# Exercise set
**a)** Decide whether each statement agrees with the essay on loving movies, answering yes or no and quoting the deciding words: (i) The writer first entered a movie theater at age 15. (ii) The writer saw The Godfather at the Colony Theater. (iii) Enter the Dragon was among the writer's first uncut R-rated films.
**b)** Please proceed with the essay on loving movies, writing on from after its final sentence.

# Text under study
..........

My novel Dark Rhythm grew largely out of a longtime inspiration for my writing, my love of movies. A more surprising inspiration came in the form of a love I was experiencing for the first time, for the city of San Francisco. That first motivation came very early. I’ve had it bad for movies since the first time I caught a decades-old black-and-white image on late night television. Raised in a religion that prohibited movie-going, however, I never set foot inside a movie theater until age 15, when I cut school, sneaked downtown and saw The Exorcist at Shaker Square’s (now renamed) Colony Theater. Not long after, I followed up with The Godfather, this time at Cleveland's aged Hippodrome theater, and then Enter the Dragon, again at “The Hipp.” Not a bad opening trio for a beginner, huh? And these were also my very first uncut R-rated films. Added to the infatuation I’d already developed for movies over years of watching them on TV (before HBO was even a glint in its creator’s eye), the commercial-free, cuss words-and bloodshed-and-nudity-charged version of the cinema hit me like Froot Loops amping up a first-grader.
That exposure came just as I was beginning to recognize the bonuses that really well-made films offered. Terms like “character shading” and “psychological subtext” had begun to enter my vocabulary. I even got it that exceptional directors could bring a more rewarding mix of titillation and intellectual appreciation to the buzz already available through sex and violence and profanity. I had been in love with movies since well before that first afternoon in the cool darkness of the Hipp, but now I was a young lover: seduced and wildly open-eyed, but greedy for still more knowledge and experience.

..........

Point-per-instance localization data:
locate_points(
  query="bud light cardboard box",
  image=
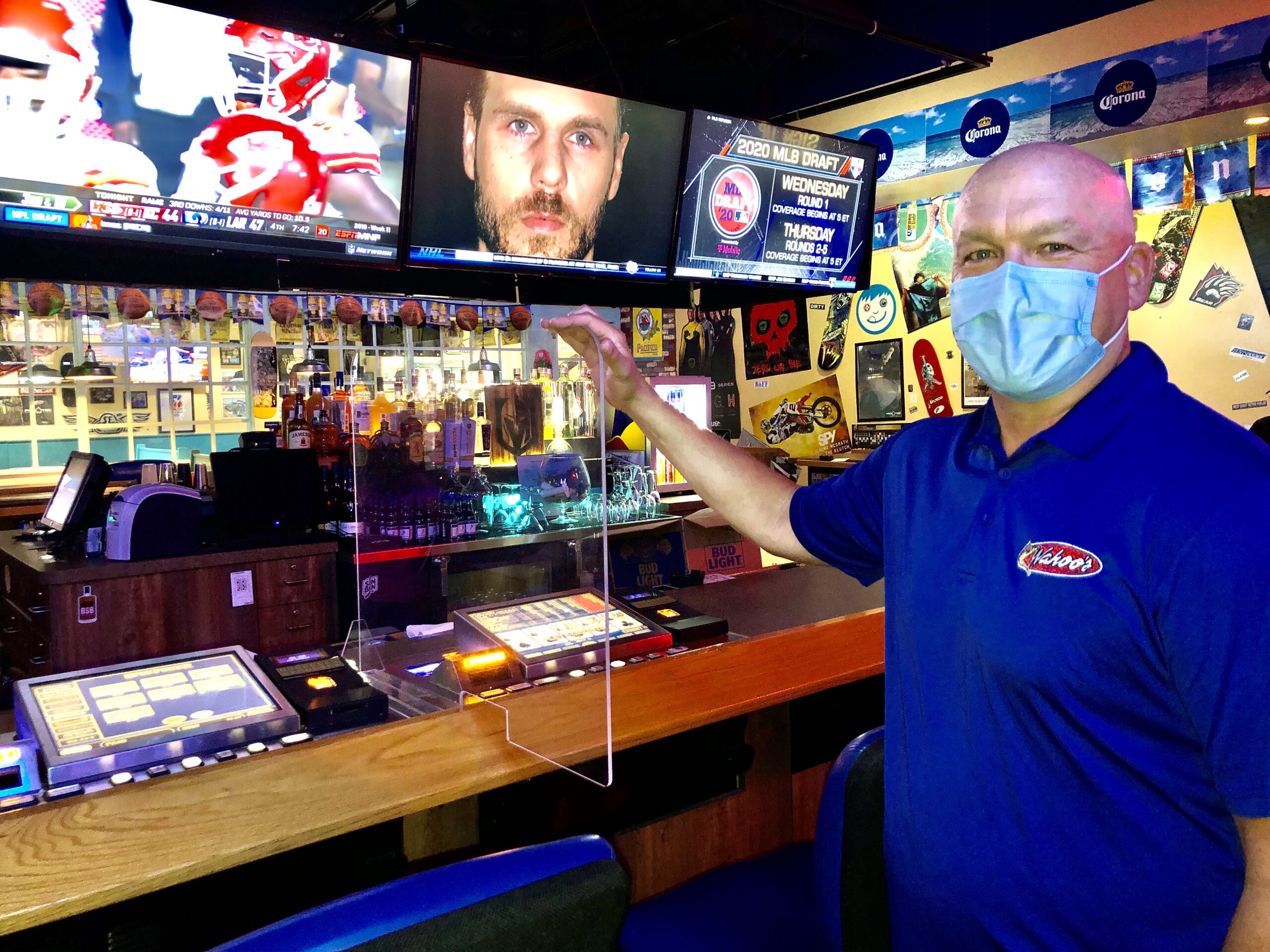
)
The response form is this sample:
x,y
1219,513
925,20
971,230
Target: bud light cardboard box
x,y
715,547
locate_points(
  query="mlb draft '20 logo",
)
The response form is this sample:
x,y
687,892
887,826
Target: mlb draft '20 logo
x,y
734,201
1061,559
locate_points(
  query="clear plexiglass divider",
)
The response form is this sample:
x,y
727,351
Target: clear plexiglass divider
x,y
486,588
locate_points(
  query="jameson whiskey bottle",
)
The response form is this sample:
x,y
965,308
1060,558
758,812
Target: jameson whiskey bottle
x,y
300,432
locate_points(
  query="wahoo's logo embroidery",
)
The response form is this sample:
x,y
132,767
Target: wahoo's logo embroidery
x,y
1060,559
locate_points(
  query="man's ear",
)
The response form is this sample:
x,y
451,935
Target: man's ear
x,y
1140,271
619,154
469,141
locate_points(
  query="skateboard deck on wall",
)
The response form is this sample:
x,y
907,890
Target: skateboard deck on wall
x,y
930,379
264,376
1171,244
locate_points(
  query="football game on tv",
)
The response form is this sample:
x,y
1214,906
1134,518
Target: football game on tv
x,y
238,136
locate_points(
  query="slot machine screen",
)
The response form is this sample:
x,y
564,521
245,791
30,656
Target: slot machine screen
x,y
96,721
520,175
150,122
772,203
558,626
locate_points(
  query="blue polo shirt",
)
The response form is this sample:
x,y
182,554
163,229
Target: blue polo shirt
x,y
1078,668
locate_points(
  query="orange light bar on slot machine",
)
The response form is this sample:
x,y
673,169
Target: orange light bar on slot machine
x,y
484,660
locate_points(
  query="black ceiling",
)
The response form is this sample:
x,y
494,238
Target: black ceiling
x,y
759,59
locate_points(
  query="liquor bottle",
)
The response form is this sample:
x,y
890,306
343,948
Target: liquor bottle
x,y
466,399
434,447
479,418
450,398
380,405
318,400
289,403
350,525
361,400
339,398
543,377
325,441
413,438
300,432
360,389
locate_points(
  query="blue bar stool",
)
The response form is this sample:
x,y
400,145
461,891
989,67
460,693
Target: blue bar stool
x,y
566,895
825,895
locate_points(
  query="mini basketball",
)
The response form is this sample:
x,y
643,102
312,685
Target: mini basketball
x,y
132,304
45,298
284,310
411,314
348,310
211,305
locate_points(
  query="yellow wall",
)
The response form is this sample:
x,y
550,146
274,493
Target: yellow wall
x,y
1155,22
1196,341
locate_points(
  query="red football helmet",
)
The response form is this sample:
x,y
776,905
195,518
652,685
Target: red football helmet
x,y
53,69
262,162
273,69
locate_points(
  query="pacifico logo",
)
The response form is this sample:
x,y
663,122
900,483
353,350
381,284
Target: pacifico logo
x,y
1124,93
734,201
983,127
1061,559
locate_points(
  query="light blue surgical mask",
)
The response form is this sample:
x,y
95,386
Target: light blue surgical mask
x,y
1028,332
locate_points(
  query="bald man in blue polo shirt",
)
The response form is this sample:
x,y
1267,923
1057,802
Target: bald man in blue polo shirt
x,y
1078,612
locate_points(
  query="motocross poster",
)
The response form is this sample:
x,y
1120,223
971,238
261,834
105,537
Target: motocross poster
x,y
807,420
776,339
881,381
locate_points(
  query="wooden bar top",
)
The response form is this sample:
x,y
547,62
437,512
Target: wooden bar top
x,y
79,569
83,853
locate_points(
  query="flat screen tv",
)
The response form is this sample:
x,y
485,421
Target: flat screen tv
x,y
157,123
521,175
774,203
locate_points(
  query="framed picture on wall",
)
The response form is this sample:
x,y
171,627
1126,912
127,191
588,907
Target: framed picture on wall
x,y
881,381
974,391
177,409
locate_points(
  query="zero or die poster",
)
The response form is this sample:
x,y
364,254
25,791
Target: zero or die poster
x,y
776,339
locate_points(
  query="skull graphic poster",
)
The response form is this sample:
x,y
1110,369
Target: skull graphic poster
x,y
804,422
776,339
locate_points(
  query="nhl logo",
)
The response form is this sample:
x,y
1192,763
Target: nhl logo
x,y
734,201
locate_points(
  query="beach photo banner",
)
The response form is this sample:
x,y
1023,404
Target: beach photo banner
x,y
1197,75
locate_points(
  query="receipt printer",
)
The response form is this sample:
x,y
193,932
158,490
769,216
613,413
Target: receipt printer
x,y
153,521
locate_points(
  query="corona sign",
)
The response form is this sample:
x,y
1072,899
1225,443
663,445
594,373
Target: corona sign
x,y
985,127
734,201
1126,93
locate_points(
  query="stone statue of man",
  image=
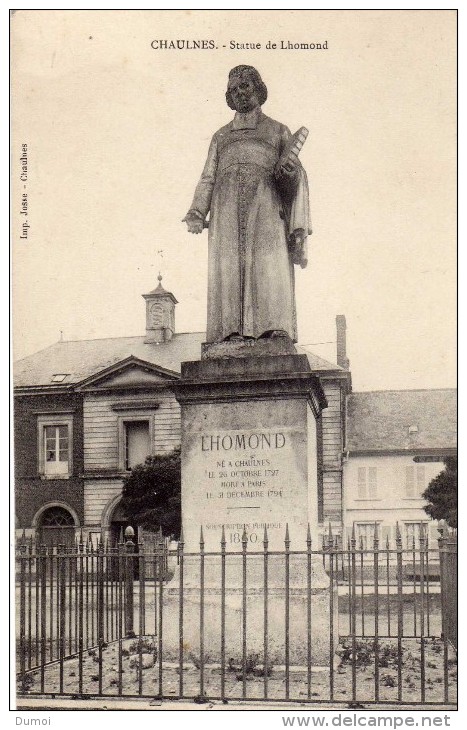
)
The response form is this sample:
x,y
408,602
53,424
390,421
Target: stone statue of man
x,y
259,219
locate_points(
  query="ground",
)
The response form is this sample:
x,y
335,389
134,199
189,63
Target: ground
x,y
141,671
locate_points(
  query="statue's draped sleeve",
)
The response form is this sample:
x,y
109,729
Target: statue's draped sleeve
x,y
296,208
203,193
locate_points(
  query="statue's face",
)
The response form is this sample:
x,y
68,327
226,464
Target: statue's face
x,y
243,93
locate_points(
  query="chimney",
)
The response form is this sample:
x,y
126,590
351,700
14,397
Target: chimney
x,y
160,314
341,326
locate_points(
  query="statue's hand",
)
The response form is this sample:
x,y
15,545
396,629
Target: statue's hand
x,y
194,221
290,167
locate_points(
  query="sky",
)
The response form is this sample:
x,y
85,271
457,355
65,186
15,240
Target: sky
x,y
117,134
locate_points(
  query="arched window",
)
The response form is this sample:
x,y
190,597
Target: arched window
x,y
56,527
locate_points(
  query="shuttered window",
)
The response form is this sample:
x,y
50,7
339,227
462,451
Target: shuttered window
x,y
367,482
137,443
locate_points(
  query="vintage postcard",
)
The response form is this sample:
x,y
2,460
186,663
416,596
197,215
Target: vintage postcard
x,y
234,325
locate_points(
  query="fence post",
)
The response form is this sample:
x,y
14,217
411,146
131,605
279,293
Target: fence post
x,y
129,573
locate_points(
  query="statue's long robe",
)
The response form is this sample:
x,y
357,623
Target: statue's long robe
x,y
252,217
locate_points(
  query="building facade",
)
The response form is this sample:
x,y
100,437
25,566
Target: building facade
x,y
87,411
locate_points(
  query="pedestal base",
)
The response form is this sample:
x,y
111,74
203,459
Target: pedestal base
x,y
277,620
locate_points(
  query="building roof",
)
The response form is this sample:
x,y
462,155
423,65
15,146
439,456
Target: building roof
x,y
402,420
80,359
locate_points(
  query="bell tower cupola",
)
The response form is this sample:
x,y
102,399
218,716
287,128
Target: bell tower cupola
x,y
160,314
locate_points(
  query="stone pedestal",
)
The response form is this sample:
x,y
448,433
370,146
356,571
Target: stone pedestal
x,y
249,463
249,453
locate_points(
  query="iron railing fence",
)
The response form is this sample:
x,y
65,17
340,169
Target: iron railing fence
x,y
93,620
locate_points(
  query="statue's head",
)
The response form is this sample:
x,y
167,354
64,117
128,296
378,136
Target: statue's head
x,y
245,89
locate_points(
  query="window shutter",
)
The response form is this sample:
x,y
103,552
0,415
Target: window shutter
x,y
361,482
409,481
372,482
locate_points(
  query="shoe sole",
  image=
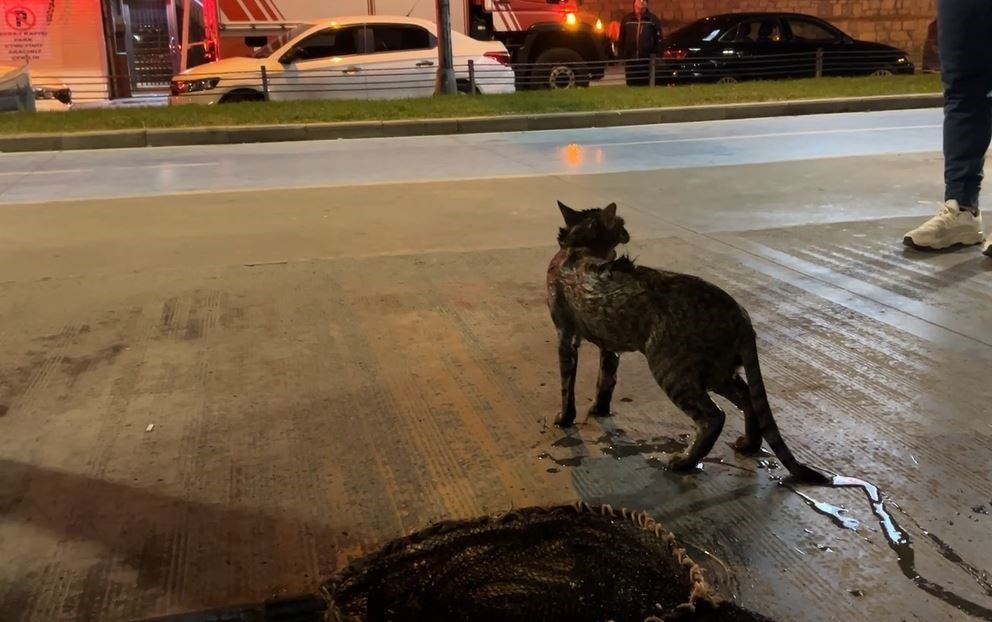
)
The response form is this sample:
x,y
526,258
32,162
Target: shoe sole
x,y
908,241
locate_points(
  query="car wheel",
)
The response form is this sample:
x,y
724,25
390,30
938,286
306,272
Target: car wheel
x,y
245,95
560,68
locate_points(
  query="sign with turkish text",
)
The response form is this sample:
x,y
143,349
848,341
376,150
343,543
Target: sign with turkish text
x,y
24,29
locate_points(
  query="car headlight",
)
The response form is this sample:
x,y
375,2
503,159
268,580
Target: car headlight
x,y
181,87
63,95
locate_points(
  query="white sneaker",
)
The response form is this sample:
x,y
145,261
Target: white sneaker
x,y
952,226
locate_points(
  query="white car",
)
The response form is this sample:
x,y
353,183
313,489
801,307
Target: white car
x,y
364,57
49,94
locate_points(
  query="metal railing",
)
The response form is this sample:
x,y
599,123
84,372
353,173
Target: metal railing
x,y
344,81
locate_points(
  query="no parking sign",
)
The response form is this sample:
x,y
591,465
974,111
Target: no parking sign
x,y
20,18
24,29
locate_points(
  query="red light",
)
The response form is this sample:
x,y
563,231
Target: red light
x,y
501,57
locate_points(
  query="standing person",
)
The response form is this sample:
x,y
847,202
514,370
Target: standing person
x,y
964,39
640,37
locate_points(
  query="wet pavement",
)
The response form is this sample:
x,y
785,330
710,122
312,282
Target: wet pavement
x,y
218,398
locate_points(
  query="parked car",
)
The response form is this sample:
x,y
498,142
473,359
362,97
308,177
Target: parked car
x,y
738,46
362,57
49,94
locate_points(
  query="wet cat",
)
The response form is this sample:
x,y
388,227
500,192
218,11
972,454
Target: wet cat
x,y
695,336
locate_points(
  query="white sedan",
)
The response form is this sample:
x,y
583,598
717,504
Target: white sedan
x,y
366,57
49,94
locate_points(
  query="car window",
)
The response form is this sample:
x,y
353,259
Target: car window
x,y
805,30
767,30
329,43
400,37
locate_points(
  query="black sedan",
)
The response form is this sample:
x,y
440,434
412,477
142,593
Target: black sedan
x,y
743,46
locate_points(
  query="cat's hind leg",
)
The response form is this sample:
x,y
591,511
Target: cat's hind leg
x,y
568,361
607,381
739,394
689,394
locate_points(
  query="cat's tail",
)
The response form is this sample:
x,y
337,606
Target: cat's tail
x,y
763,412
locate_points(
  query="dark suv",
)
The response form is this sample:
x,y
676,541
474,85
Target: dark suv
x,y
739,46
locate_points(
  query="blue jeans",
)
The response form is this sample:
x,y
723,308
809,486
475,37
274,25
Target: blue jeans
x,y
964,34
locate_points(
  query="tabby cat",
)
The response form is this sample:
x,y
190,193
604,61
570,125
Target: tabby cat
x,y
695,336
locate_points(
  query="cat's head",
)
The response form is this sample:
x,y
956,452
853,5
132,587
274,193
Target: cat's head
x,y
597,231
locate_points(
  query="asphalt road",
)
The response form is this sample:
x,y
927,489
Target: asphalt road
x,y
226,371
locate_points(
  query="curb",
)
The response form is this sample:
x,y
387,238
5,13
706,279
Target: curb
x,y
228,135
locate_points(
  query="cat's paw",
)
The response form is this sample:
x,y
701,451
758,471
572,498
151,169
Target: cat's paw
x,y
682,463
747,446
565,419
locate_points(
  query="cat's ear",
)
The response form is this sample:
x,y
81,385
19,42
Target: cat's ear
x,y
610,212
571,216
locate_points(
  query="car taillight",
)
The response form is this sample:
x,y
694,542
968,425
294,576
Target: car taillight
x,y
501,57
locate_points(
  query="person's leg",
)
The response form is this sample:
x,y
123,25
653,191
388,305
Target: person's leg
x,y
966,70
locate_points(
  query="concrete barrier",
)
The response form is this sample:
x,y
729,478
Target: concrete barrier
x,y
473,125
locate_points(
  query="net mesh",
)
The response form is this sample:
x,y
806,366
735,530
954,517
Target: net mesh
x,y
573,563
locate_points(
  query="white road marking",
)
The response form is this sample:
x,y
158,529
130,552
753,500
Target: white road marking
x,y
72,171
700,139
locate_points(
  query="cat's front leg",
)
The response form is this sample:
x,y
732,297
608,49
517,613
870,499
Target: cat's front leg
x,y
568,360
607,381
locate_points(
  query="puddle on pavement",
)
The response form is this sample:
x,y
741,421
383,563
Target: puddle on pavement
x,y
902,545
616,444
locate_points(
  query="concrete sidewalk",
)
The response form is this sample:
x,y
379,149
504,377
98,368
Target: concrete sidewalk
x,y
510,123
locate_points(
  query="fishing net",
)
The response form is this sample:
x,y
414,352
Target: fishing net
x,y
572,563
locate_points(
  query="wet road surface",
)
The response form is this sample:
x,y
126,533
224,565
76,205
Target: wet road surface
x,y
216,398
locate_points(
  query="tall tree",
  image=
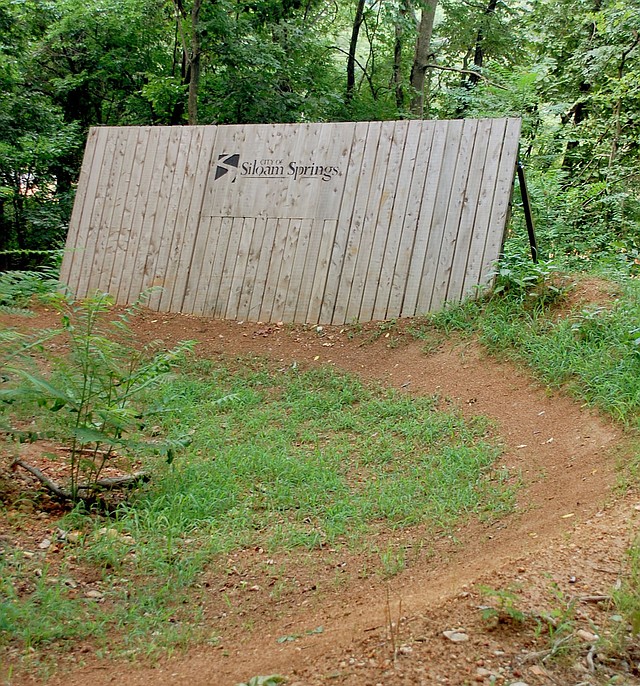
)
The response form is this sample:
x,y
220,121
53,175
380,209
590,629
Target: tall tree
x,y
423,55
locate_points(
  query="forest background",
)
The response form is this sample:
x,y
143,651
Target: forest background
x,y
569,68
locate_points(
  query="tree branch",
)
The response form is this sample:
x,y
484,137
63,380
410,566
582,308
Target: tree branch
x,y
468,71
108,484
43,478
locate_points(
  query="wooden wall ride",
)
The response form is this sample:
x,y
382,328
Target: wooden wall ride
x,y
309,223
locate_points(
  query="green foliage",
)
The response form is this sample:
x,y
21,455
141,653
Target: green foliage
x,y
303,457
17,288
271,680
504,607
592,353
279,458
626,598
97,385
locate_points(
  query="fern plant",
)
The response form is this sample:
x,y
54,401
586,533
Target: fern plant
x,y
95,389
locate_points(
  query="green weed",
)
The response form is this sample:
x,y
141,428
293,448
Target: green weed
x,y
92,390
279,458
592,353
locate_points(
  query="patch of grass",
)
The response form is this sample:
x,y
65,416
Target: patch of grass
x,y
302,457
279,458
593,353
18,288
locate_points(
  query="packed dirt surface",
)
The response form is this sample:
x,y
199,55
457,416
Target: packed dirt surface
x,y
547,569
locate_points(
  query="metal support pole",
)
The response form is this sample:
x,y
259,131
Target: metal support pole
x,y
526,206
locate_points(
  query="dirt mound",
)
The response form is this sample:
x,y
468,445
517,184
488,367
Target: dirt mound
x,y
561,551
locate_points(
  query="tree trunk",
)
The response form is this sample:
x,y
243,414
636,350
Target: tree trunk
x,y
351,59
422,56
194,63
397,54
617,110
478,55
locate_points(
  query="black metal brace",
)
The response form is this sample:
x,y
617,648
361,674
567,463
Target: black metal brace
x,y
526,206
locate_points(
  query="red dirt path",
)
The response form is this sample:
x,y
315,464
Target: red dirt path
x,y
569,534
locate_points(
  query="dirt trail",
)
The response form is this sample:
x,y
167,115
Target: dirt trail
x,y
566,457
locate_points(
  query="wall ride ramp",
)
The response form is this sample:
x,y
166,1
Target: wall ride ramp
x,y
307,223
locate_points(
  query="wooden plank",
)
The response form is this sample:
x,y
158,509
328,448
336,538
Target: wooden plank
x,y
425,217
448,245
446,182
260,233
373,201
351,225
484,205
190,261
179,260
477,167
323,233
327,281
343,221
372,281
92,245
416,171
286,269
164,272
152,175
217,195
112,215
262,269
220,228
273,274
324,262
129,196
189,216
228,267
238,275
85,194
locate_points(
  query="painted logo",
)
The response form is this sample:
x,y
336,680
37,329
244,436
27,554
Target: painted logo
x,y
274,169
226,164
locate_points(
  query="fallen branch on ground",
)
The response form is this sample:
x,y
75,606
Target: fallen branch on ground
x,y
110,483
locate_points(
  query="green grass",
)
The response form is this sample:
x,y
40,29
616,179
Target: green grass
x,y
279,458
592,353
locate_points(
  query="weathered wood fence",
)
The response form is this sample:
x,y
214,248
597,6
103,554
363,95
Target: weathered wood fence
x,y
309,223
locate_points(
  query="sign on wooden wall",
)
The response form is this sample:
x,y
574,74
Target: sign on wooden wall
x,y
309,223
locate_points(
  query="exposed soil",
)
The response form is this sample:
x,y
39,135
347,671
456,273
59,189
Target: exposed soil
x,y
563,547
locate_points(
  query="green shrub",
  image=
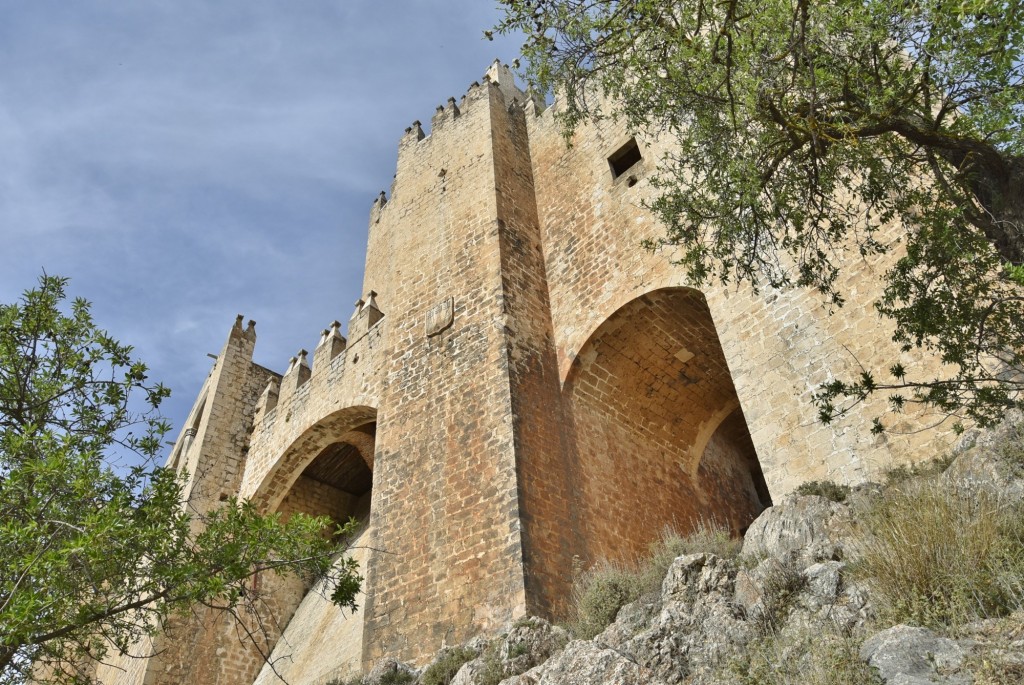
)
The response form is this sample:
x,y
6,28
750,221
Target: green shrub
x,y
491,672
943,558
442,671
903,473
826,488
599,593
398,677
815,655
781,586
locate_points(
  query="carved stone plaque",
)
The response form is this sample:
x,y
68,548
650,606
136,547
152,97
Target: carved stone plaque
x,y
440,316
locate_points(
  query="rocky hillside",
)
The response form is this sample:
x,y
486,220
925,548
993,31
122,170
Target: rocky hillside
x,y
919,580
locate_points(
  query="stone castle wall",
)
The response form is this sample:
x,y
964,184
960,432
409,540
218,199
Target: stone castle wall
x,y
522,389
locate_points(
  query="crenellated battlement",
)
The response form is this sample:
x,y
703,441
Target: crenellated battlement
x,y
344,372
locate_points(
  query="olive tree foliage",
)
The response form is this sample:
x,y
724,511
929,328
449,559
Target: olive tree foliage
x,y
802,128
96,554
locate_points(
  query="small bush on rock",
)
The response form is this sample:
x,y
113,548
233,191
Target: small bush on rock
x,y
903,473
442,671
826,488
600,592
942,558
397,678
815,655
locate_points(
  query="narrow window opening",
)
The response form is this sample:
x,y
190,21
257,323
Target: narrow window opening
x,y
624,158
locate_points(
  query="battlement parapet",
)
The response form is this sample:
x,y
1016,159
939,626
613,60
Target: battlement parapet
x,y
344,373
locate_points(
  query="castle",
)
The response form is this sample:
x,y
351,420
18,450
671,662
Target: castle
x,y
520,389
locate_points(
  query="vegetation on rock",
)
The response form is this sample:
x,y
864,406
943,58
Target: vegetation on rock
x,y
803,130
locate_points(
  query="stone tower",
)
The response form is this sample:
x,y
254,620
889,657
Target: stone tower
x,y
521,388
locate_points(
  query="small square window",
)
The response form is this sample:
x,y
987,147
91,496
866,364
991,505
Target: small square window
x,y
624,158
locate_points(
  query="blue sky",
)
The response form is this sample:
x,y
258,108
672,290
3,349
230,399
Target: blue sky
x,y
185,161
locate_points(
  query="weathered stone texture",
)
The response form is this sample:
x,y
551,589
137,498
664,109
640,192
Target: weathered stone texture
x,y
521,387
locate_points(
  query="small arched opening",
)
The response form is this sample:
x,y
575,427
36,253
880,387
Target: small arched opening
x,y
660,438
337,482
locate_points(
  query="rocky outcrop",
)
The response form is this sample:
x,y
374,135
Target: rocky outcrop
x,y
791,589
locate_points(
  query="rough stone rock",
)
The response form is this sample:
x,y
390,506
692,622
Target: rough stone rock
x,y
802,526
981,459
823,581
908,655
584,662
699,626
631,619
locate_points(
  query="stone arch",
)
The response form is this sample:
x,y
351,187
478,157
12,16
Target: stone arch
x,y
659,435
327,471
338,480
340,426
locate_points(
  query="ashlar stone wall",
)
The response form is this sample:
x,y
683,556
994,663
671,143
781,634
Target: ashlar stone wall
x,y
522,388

..........

# Set of answers
**a)**
(i) Yes: "I never set foot inside a movie theater until age 15"
(ii) No: "I followed up with The Godfather, this time at Cleveland's aged Hippodrome theater"
(iii) Yes: "And these were also my very first uncut R-rated films."

**b)**
Fast-forward to 1998, when my wife and I made our first-ever visit to San Francisco. I marveled at one late morning, roller-coastering mid-city vista that included a multitude of rooftops and absurdly sloping streets, an uncannily close Golden Gate Bridge, and fog rolling out from the bay like a great gray tide. The city’s vast assortment of restaurants produced not a single mediocre meal, regardless of price or location. One San Francisco attraction in particular (not the one you think, but you’ll know it when you read it) pasted an image into my mind that I couldn’t erase. That image came from a nondescript feature that shouldn’t have competed for a second with the many iconic sights I took in over those several days. But for some reason it stuck with me, like the mental loops planted in our heads by pop songs. That image gave me an opening sequence, that sequence a story, and that story—surprise—a screenplay! I’d written short stories before, but this extraordinary city forced me to envision a tale that, I believed at the time, only visual images could express. After I had shaped and reshaped that screenplay countless times, it nudged me towards a novel, still motivated by mental pictures that I continue to carry to this day. Dark Rhythm was born.
I once told a friend that, for me, friendship defined places. That belief still holds, but now I would allow that some extraordinary places also can’t help but define themselves, etching sights and sounds and events into our memories in startling ways. I have great affection for Chicago, and Montreal, and Yosemite, and especially for Toronto; but San Francisco’s slopes and angles, its ocean-scented nooks and crannies, charmed a story from me, almost apart from any conscious desire on my part. As I wrote and revised that story, and later, each time I re-read certain portions of it, I found myself in San Francisco again.
Although Dark Rhythm is a psychological thriller with sci-fi elements, it features two other ingredients near and dear to my writing heart. One is couples—in mutual adoration, in heated opposition, in domestic and life-and-death interdependence, and in a variety of ages and colors. They too often get short shrift in thrillers, but couples in love and in a full range of dire conflicts can generate an atmosphere as rich and varied as the City by the Bay itself.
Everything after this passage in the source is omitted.